** start of Material supplied **
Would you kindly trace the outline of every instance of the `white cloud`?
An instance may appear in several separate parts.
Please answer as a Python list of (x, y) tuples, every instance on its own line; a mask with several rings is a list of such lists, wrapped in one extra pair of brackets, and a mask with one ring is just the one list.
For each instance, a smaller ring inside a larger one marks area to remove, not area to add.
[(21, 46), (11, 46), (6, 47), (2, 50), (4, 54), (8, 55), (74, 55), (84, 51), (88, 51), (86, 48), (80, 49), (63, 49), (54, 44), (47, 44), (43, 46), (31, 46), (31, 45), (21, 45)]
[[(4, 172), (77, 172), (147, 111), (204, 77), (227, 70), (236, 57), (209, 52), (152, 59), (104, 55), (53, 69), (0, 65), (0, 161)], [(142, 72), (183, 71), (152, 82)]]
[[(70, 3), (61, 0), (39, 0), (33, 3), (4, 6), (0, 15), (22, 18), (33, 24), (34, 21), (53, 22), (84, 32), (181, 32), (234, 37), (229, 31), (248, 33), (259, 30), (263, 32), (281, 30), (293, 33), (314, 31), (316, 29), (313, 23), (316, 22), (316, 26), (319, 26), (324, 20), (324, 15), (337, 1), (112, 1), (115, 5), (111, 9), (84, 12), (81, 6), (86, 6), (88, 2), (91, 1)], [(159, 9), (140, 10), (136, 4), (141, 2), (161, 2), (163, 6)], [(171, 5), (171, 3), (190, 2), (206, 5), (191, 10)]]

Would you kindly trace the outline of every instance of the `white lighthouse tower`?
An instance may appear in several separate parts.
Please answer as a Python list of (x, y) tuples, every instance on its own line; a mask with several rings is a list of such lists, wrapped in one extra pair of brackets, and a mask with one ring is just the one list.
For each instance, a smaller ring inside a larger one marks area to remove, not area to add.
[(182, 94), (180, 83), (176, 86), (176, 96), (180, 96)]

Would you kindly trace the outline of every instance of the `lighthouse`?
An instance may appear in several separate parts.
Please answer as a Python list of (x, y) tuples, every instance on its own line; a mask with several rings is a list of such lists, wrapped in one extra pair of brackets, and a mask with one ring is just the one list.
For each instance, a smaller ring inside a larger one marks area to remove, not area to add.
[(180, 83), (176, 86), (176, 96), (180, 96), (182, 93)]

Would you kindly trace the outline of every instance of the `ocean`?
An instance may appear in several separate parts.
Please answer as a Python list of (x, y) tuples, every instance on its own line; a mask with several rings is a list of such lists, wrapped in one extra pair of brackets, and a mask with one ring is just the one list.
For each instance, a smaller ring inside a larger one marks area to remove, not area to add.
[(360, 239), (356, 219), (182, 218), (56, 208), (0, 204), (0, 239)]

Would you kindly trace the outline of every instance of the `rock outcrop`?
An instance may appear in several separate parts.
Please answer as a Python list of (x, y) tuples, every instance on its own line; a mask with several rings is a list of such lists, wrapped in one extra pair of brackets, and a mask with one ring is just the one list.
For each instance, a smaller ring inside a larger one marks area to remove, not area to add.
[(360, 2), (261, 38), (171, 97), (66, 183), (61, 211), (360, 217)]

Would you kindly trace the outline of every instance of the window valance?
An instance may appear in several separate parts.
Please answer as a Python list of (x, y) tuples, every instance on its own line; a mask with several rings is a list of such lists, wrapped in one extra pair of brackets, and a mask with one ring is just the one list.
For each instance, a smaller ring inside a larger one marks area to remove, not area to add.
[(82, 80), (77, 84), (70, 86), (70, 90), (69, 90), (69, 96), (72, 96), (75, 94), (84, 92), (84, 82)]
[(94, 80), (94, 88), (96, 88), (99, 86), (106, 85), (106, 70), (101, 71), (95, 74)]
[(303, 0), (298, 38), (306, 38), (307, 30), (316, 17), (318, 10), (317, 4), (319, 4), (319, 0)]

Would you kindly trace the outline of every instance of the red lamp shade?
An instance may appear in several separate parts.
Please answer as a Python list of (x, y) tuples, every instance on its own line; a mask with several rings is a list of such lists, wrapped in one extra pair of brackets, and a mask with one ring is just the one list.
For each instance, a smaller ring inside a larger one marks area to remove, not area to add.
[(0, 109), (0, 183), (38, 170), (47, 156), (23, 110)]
** end of Material supplied **
# To do:
Put the data from its start through the line containing "71), (152, 82)]]" into a two-column CSV with the columns input and output. Give one row per entry, with its text and its answer each in a single quoted field and line breaks replaced by spaces.

# Response to this exercise:
input,output
"Would you kindly trace the outline of every instance of the `white cloud`? An instance may appear in several separate parts. Please answer as a Python list of (x, y) tuples, every instance on its own line; a mask with several rings is a list of such lists, wrapped in one extra pair of brackets, and a mask with one ring is just the one list. For each instance, a smaller ring inside a larger one marks area to remove, not area to add.","[(21, 46), (11, 46), (6, 47), (2, 50), (4, 54), (8, 55), (74, 55), (84, 51), (88, 51), (86, 48), (80, 49), (63, 49), (54, 44), (47, 44), (43, 46), (31, 46), (31, 45), (21, 45)] [[(4, 172), (77, 172), (147, 111), (204, 77), (227, 70), (236, 57), (209, 52), (152, 59), (104, 55), (53, 69), (0, 65), (0, 161)], [(142, 72), (183, 71), (152, 82)]]"